Required tasks:
(1) Reproduce the part of the Lilac Trace article starting with "Bridge Senior Living announced" and going on through "35 communities overall.".
(2) Carry on with the Lilac Trace article from the point where it stops.

** Opening Study text block **

Bridge Senior Living Launches New Memory Care Program Lilac Trace 

Orlando-based Bridge Senior Living is rebranding its memory care program in a move affecting the majority of its management portfolio.

The newly rebranded program, dubbed “Lilac Trace,” will be incorporated into  Bridge Senior Living’s 32 memory care communities and center on  meeting the needs of each resident where they are. Alongside the name change, the various communities are receiving both internal training updates and community additions. 

Bridge Senior Living announced the rebrand Thursday in an announcement coinciding with World Alzheimer’s Month. The company is the in-house operator of Bridge Investment Group Holdings (NYSE: BRDG) and manages 35 communities overall.


The new Lilac Trace program incorporates “the three Cs of memory care” into an evidence-based approach for caring for residents, according to a press release: Connecting with residents, collaborating with families and caring and protecting in a therapeutic environment.

For the communities, there will be new thematic signage, artwork, “life’s workstations” and revamped interior design elements to fit the Lilac Trace theme, according to Bridge Senior Living COO Robert Goyette.

** Closing Study text block **
** Opening Supplied records block **

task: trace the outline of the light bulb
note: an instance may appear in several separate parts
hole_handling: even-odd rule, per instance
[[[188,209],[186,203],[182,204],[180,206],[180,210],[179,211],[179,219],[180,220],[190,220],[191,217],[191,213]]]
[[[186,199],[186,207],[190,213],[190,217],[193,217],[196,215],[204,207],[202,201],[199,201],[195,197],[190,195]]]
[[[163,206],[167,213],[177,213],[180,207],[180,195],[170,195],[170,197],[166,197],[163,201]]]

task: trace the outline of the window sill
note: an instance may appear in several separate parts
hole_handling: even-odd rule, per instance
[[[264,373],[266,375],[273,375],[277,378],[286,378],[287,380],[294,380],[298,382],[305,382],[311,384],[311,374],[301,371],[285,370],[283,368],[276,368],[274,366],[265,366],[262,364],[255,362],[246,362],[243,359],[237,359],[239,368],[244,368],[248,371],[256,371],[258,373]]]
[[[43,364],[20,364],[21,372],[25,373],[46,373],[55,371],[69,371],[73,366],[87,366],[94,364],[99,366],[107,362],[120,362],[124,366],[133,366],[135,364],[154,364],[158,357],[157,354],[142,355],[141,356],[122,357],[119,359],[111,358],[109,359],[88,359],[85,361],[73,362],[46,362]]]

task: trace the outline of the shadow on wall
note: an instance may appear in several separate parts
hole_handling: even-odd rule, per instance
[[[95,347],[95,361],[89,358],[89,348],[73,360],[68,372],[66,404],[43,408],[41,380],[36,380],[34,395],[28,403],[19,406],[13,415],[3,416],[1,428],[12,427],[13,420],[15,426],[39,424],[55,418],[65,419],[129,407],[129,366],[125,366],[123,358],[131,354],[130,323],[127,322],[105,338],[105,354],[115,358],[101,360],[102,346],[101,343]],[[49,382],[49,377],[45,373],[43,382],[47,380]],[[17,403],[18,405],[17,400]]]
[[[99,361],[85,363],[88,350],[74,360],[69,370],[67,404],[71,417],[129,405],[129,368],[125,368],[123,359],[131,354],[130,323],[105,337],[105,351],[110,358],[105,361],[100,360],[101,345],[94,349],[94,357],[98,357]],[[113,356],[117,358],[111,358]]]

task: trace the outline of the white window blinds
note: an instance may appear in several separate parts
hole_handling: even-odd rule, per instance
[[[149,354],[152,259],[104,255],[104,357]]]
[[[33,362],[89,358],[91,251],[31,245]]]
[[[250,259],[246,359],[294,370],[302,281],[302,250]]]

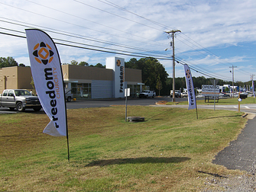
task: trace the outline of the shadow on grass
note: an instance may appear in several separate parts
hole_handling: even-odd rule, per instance
[[[171,158],[114,158],[108,160],[94,161],[86,167],[94,166],[106,166],[110,165],[122,165],[122,164],[144,164],[144,163],[180,163],[190,160],[190,158],[186,157],[171,157]]]
[[[223,117],[241,117],[241,115],[226,115],[226,116],[219,116],[219,117],[209,117],[207,118],[204,118],[205,120],[209,120],[209,119],[217,119],[217,118],[223,118]]]

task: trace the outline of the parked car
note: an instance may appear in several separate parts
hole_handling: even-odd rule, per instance
[[[181,94],[180,92],[180,90],[175,90],[174,94],[175,94],[175,98],[180,98],[181,97]],[[171,90],[170,91],[170,98],[173,97],[173,90]]]
[[[27,108],[32,108],[39,111],[42,107],[37,96],[32,95],[24,89],[5,89],[0,97],[0,106],[9,107],[13,110],[24,111]]]
[[[154,98],[154,94],[155,93],[154,93],[154,91],[151,91],[150,90],[144,90],[142,92],[140,93],[139,98]]]

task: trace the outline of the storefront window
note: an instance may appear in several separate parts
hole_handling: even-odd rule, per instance
[[[75,98],[91,98],[90,83],[71,83],[71,93]]]
[[[138,97],[138,94],[140,94],[139,85],[128,85],[128,88],[130,88],[130,97]]]

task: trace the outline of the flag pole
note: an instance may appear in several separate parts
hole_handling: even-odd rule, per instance
[[[65,95],[65,88],[64,88]],[[69,142],[69,133],[67,129],[67,117],[66,117],[66,95],[65,95],[65,110],[66,110],[66,144],[67,144],[67,160],[70,162],[70,142]]]

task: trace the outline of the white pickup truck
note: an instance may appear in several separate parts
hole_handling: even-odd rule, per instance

** Closing Supplied records block **

Results in order:
(1)
Bridge Senior Living announced the rebrand Thursday in an announcement coinciding with World Alzheimer’s Month. The company is the in-house operator of Bridge Investment Group Holdings (NYSE: BRDG) and manages 35 communities overall.

(2)
Staff members will receive pre-shift training huddles, and the company’s “Meet Me Where I Am” training has been updated. Residents and their families can receive weekly messages from the company’s Bridge app, and Goyette said daily programming sequences will be research based.


“Our mission is to engage and inspire each resident to live their best life. This allows us to do that,” Goyette told Senior Housing News. “It is marketed to internal residents and their families through communication, events, support groups and family letters.”

Looking to the future, Bridge Senior Living is in the process of expanding into two markets; Washington Pointe at Las Colinas in Irving, Texas and The Residences at The Carlisle in Palm Beach, Florida. The company is planning to implement its memory care programming in both states, Goyette said.